Your goal:
Reproduce the whole of the records exactly, and make sure no picture is carried into the result.

Data shown:

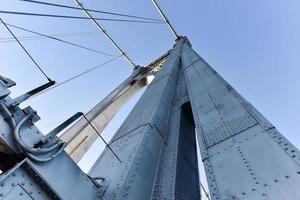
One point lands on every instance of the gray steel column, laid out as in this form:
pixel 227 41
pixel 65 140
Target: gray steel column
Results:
pixel 147 143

Written solution:
One point lands on every instance of the gray steel column, laid out as in this form:
pixel 227 41
pixel 65 140
Target: gray steel column
Results:
pixel 147 143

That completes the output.